▶

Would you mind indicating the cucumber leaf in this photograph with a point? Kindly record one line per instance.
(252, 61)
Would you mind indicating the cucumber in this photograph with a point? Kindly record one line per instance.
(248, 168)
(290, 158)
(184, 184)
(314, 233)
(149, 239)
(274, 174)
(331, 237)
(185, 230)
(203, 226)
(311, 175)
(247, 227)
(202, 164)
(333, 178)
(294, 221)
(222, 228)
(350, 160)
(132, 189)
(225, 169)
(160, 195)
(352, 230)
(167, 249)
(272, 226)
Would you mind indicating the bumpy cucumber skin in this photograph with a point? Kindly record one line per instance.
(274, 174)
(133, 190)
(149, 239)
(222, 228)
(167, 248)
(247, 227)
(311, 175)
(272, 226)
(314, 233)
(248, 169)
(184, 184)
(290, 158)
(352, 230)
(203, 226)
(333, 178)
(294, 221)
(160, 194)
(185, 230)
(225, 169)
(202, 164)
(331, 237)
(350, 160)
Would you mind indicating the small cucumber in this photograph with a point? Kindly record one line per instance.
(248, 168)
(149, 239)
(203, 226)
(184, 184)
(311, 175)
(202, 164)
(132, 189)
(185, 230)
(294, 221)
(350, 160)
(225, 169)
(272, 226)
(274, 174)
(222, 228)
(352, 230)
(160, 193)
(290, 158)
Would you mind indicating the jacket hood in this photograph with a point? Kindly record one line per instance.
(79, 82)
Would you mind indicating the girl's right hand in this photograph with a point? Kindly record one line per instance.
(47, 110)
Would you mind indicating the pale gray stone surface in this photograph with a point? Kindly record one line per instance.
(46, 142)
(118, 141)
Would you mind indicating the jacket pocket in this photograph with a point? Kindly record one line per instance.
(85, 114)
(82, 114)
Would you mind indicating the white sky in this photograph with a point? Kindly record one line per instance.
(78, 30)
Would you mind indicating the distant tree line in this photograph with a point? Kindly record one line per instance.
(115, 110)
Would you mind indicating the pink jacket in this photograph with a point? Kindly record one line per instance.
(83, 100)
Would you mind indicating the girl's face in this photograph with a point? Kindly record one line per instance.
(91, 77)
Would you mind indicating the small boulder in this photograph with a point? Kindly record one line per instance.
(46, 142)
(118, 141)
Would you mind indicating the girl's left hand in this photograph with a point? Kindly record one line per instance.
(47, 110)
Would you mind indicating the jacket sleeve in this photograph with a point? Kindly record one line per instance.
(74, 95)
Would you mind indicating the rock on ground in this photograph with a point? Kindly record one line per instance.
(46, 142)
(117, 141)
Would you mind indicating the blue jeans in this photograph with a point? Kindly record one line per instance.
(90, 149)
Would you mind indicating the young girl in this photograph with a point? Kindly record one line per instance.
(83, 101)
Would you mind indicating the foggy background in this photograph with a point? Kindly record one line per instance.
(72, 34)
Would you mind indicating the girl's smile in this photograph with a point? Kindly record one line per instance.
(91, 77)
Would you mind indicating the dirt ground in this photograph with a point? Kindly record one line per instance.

◀

§ **Task objective**: All of the material above is to be repeated exactly.

§ **Answer section**:
Would you mind indicating the cucumber leaf in this photograph with a point? Kindly record one line per instance.
(252, 61)
Would you mind indicating the cucumber in this photograph with a point? Kindly record one line per instance.
(248, 168)
(290, 158)
(184, 184)
(314, 233)
(149, 239)
(274, 174)
(331, 237)
(185, 230)
(203, 226)
(311, 175)
(247, 227)
(202, 164)
(333, 178)
(294, 221)
(222, 228)
(350, 160)
(132, 189)
(225, 169)
(160, 195)
(352, 230)
(167, 249)
(272, 226)
Would you mind indicating the bumpy cucumber skin in this photograph with a point? Kindly record one line per instance.
(274, 174)
(133, 190)
(149, 239)
(222, 228)
(167, 248)
(247, 227)
(311, 175)
(272, 226)
(314, 233)
(248, 169)
(184, 184)
(290, 158)
(352, 230)
(203, 226)
(333, 178)
(294, 221)
(160, 194)
(185, 230)
(225, 169)
(202, 164)
(331, 237)
(350, 160)
Would you mind indicating the small cucumber in this photograph with a point? Kindly record one line per instance.
(248, 168)
(149, 239)
(203, 226)
(184, 184)
(311, 175)
(202, 164)
(132, 189)
(185, 230)
(294, 221)
(350, 160)
(225, 169)
(272, 226)
(274, 174)
(222, 228)
(352, 230)
(160, 193)
(290, 158)
Would you mind indicating the jacket hood in this photograph with a point? Kindly record one line per instance.
(79, 82)
Would you mind indicating the girl's right hand in this photograph with a point? Kindly record one line per instance.
(47, 110)
Would you mind indicating the pale gray stone surface in this photograph with a point? Kindly record one line per instance.
(46, 142)
(118, 141)
Would you mind indicating the jacket pocket in this photograph with a point? Kindly record one line per instance.
(85, 114)
(82, 114)
Would you mind indicating the white sky in this photograph with a point? Kindly record one line per instance.
(78, 30)
Would you mind indicating the distant tree line in this photograph with a point? Kindly record one line per instance.
(115, 110)
Would you mind indicating the pink jacket in this photograph with a point? Kindly record one line per instance.
(83, 100)
Would you mind indicating the girl's face in this photograph with a point? Kindly record one line per instance.
(91, 77)
Would you mind indicating the small boulder in this photograph with a point? Kindly record one line per instance.
(46, 142)
(118, 141)
Would you mind indicating the girl's left hand in this photograph with a point? Kindly record one line per instance.
(47, 110)
Would you mind indicating the jacket sleeve in this photograph with a point? Kindly record one line per instance.
(74, 95)
Would you mind indicating the rock on ground in this photograph with a point? Kindly record one line per instance.
(46, 142)
(117, 141)
Would you mind indicating the blue jeans in this photograph with a point? Kindly record one line per instance.
(90, 149)
Would you mind indicating the young girl in this photograph with a point? Kindly record one line per instance.
(83, 101)
Would you mind indicating the foggy background in this photograph with a point? Kindly record one line per instance.
(72, 34)
Would you mind indicating the girl's smile in this photograph with a point? Kindly record one line per instance.
(91, 77)
Would you mind indicating the dirt ground in this photograph with a point? Kindly record one line per instance.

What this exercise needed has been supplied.